* **Written tasks**:
- a) In the article on Marvel reboots, starting in what year has ditching the entire line-up and starting from scratch been an annual tradition at Marvel?
- b) Print the part of the article on Marvel reboots that opens with the words containing "What Fresh (Start)" and closes with "Heroes Reborn (1996)".

* **Document segment**:
^^^^^^^^^^^^^^^^

What Fresh (Start) Hell? A Brief History of Marvel Reboots
If you’re a Marvel fan, you’ve been staring at the above image for a few days now, trying to figure out just what, exactly, Marvel is trying to accomplish with its “Fresh Start” initiative. While a lot of us have keyed in on the dearth of diversity among this new line-up, it’s not the first time that Marvel has thrown its readers a curveball.
Annual crossover events have been happening in comics since the Golden Age, but they don’t always result in the reshuffling of titles. In fact, ditching their entire line-up and starting from scratch has only become an annual tradition since 2015 in the House that Stan Built. That’s not to say they didn’t make forays into sea changes earlier, though.
Heroes Reborn (1996)

^^^^^^^^^^^^^^^^

(Records of labeled points)
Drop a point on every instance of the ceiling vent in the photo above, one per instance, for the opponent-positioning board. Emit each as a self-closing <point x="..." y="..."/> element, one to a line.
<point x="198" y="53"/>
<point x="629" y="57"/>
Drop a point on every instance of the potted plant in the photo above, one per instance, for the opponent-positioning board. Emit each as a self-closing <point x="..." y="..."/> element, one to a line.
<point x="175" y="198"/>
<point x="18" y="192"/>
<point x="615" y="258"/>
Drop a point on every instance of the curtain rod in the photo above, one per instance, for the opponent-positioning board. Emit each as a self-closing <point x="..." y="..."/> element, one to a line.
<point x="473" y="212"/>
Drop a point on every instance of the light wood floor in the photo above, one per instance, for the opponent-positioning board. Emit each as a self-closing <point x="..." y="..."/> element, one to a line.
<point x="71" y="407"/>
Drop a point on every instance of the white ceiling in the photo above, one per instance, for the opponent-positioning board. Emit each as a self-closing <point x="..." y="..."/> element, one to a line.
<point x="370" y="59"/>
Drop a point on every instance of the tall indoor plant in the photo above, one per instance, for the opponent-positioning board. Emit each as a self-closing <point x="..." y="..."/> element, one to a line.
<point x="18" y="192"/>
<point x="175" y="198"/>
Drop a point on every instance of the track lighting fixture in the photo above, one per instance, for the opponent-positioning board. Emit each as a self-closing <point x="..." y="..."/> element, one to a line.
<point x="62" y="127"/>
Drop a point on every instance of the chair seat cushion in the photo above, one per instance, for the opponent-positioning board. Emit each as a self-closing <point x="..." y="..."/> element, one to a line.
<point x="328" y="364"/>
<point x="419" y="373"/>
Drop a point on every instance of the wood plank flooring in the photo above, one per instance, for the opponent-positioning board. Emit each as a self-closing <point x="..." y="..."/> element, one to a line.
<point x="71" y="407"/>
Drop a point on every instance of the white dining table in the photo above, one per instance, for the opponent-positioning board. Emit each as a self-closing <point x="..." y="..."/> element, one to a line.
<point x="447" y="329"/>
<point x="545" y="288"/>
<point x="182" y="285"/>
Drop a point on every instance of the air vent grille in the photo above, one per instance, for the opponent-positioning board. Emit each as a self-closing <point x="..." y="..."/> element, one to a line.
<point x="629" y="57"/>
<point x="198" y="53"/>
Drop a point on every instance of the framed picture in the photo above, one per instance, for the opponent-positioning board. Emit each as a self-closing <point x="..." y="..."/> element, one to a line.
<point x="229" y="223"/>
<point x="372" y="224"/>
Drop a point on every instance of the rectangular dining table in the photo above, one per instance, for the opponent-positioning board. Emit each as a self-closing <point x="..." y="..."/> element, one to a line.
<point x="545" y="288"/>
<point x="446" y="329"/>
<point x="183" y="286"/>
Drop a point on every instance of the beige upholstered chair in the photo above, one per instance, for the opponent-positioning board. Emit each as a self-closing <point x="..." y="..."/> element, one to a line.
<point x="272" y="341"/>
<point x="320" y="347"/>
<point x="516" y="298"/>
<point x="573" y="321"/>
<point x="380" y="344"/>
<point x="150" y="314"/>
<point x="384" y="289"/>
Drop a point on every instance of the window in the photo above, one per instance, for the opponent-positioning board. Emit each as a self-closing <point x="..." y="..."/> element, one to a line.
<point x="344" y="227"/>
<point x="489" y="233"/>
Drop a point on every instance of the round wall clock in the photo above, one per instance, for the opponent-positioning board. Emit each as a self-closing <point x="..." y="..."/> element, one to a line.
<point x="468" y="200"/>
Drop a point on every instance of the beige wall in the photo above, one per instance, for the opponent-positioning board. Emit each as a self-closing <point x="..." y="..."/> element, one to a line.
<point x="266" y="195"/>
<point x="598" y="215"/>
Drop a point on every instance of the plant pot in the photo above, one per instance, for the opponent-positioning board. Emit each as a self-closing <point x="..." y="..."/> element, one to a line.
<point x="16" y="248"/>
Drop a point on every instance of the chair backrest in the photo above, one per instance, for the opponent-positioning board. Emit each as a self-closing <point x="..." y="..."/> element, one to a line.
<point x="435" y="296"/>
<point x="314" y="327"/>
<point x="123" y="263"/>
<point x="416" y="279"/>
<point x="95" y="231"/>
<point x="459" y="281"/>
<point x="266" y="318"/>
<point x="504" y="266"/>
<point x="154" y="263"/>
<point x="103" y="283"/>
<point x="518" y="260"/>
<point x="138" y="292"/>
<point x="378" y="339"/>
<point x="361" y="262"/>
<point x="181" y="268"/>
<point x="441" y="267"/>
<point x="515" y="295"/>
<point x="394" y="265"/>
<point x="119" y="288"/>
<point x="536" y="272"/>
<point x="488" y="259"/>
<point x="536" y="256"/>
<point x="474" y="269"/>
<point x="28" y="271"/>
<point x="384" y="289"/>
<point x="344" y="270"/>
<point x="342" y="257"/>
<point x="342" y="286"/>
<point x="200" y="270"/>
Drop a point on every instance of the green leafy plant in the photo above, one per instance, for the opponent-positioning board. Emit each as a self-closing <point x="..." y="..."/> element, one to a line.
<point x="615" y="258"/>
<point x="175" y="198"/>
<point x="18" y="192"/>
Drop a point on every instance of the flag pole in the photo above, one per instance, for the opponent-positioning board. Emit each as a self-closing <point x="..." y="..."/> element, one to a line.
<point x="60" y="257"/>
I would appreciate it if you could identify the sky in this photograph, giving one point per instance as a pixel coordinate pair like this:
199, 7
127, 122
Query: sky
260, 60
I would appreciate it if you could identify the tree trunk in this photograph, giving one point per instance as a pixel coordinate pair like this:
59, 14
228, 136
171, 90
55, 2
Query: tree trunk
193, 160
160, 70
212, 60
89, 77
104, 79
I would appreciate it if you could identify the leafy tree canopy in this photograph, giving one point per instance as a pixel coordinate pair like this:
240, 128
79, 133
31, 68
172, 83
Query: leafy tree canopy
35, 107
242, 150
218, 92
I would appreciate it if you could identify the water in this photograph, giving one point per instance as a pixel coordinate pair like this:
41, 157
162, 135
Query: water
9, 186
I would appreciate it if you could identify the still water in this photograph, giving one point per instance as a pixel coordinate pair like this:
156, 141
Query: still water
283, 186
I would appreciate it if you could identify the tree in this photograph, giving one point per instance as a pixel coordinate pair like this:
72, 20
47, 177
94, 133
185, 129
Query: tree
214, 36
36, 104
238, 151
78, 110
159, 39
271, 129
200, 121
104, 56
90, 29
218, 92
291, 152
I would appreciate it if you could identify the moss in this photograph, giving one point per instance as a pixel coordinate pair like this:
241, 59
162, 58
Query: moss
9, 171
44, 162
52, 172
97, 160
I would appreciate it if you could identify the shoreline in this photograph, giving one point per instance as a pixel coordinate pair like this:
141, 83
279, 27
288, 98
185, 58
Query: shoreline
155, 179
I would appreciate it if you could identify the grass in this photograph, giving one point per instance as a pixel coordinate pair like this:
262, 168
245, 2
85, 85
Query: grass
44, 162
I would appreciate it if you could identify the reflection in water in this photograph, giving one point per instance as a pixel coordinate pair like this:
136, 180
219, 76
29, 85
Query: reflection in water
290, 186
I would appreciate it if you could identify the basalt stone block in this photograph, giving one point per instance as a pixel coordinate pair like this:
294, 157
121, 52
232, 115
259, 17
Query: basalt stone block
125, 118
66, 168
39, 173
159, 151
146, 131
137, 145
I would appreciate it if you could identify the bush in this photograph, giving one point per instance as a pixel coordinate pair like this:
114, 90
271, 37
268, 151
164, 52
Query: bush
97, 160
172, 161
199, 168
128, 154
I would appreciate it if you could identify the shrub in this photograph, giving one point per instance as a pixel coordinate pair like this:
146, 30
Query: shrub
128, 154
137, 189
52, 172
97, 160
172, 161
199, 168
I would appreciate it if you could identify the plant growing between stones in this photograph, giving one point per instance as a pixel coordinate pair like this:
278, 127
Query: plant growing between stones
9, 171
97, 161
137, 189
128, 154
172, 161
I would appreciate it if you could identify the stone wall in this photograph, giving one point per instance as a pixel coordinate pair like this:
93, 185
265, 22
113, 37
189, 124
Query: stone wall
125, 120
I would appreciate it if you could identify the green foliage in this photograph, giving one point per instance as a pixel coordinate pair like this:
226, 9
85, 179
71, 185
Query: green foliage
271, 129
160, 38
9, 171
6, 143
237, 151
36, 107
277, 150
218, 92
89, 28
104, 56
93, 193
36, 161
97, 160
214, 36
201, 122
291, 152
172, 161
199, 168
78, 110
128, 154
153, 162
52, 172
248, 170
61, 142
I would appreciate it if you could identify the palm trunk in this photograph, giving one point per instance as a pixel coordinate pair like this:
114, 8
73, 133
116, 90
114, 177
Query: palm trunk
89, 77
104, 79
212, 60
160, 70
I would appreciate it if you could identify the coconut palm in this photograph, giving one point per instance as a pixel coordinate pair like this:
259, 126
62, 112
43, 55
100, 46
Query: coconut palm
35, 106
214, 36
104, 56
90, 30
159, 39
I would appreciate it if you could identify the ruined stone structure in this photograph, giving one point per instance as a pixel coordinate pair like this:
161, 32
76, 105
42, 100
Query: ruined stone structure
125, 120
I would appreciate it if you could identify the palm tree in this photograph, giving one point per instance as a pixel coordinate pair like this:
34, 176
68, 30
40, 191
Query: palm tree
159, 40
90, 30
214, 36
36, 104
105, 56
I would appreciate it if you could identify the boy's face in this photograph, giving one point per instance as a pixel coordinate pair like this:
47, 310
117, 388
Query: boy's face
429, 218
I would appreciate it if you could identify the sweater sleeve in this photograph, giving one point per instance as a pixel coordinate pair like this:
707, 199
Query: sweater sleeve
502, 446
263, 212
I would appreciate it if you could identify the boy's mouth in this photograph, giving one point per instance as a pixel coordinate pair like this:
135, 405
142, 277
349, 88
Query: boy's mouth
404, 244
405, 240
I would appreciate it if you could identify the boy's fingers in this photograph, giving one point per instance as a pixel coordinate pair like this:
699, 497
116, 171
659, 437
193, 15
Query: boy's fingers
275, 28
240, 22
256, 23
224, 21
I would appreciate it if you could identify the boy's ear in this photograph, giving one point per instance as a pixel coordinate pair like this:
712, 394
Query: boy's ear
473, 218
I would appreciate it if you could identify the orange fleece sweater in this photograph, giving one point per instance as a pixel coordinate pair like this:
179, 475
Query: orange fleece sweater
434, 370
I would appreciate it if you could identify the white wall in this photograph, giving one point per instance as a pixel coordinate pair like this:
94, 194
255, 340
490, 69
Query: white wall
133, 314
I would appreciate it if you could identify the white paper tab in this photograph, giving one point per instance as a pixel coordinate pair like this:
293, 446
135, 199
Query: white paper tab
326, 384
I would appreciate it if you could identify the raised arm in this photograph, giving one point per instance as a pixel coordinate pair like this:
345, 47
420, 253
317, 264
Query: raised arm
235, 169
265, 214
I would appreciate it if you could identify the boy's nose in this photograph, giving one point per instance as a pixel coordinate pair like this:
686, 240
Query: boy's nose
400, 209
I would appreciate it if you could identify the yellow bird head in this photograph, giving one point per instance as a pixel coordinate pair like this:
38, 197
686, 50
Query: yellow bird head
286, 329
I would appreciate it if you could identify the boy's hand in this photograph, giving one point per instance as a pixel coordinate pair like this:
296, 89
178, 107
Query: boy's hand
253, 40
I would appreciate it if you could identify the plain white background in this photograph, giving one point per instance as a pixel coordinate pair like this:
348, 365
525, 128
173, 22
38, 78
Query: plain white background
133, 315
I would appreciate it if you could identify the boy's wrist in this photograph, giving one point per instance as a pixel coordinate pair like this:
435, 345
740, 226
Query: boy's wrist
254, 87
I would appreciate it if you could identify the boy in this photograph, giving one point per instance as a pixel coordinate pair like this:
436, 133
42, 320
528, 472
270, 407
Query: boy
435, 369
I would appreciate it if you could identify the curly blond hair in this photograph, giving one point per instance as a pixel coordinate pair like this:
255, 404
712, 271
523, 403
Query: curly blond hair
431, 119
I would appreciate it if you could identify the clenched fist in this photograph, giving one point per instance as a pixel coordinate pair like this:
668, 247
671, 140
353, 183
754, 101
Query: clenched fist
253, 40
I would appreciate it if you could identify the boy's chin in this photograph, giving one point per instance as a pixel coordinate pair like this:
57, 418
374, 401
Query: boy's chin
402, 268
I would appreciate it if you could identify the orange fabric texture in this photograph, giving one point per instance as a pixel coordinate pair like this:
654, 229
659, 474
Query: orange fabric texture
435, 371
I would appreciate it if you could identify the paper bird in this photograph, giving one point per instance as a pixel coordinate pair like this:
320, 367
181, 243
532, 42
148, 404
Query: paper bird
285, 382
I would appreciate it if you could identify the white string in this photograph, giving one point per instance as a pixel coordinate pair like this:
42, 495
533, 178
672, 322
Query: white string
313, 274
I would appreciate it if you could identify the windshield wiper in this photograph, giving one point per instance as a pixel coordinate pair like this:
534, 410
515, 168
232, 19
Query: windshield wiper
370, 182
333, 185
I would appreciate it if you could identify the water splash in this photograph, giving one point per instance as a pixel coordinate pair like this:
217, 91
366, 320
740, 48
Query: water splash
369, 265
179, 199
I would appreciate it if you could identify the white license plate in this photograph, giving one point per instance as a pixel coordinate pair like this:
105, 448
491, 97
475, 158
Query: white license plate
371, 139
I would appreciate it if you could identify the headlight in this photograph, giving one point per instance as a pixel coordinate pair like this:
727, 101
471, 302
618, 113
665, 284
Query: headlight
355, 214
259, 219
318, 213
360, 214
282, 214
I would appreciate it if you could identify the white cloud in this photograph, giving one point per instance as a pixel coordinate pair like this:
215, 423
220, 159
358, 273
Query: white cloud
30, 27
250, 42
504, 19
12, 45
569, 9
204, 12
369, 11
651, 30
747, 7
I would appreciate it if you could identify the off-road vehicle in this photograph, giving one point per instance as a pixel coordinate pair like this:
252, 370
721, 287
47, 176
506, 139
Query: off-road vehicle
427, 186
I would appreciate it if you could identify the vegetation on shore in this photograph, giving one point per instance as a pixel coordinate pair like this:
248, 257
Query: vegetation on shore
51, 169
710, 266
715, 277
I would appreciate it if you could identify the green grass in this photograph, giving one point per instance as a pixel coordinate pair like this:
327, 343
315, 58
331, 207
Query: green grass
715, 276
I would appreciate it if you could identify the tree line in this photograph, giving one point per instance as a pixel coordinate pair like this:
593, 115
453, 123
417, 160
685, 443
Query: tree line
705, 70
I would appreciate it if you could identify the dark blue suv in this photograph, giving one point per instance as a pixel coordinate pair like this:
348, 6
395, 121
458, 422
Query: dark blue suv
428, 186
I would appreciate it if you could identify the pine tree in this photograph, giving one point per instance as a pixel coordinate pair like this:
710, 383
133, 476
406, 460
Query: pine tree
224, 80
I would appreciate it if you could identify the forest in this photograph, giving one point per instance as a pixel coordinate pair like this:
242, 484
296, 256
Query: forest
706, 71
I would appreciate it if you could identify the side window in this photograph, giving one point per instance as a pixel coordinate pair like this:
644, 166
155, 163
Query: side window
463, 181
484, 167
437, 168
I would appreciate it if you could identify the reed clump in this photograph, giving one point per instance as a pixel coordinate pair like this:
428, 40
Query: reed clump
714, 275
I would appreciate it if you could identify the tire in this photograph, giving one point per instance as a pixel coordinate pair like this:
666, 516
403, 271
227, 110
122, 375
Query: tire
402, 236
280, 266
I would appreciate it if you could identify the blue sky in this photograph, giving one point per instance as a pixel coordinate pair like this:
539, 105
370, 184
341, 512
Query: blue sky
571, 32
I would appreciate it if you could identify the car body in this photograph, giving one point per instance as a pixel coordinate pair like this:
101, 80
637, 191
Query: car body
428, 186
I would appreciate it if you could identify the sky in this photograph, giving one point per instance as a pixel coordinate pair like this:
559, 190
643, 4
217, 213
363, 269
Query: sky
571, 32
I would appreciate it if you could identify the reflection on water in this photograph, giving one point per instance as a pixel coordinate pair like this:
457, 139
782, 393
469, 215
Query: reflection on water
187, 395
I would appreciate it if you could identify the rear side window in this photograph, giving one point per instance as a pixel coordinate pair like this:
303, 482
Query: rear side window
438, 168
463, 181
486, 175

^^^^^^^^^^^^^^^^

* **The answers**:
- a) 2015

- b)
What Fresh (Start) Hell? A Brief History of Marvel Reboots
If you’re a Marvel fan, you’ve been staring at the above image for a few days now, trying to figure out just what, exactly, Marvel is trying to accomplish with its “Fresh Start” initiative. While a lot of us have keyed in on the dearth of diversity among this new line-up, it’s not the first time that Marvel has thrown its readers a curveball.
Annual crossover events have been happening in comics since the Golden Age, but they don’t always result in the reshuffling of titles. In fact, ditching their entire line-up and starting from scratch has only become an annual tradition since 2015 in the House that Stan Built. That’s not to say they didn’t make forays into sea changes earlier, though.
Heroes Reborn (1996)